### Exercise directions
Please give the listing's lines, starting at the one containing "</instance>" and ending at the one containing "169L18 162L1 165V179ZM22", both included, as a Markdown table with the columns Row and Line, numbering each row and leaving out any blank lines.

** Source material follows **

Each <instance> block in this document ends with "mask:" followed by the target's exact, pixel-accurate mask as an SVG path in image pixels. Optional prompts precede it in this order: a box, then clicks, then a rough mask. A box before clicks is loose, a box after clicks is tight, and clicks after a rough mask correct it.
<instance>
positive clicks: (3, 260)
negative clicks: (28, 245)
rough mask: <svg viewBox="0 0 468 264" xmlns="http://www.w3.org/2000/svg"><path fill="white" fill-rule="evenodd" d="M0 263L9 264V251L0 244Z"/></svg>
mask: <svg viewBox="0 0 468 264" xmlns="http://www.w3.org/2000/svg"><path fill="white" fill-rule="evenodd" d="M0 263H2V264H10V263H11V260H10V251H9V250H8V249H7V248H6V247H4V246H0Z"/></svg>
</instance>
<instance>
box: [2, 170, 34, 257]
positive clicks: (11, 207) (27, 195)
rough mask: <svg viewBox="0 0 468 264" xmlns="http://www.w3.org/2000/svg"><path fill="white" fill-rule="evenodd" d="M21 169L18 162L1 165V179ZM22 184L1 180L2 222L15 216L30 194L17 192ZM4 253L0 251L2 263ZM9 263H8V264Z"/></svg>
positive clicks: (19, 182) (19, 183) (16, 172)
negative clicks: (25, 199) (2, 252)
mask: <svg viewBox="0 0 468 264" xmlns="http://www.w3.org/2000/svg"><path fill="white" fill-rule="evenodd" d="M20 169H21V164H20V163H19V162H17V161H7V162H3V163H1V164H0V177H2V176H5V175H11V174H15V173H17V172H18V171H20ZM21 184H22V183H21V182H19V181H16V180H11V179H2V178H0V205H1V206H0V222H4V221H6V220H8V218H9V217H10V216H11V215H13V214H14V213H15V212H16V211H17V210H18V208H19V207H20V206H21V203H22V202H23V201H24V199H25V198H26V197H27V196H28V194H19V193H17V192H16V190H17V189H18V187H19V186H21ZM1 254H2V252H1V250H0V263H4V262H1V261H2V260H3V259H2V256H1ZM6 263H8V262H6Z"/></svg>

** End of Source material **

### Output for this task
| Row | Line |
|---|---|
| 1 | </instance> |
| 2 | <instance> |
| 3 | box: [2, 170, 34, 257] |
| 4 | positive clicks: (11, 207) (27, 195) |
| 5 | rough mask: <svg viewBox="0 0 468 264" xmlns="http://www.w3.org/2000/svg"><path fill="white" fill-rule="evenodd" d="M21 169L18 162L1 165V179ZM22 184L1 180L2 222L15 216L30 194L17 192ZM4 253L0 251L2 263ZM9 263H8V264Z"/></svg> |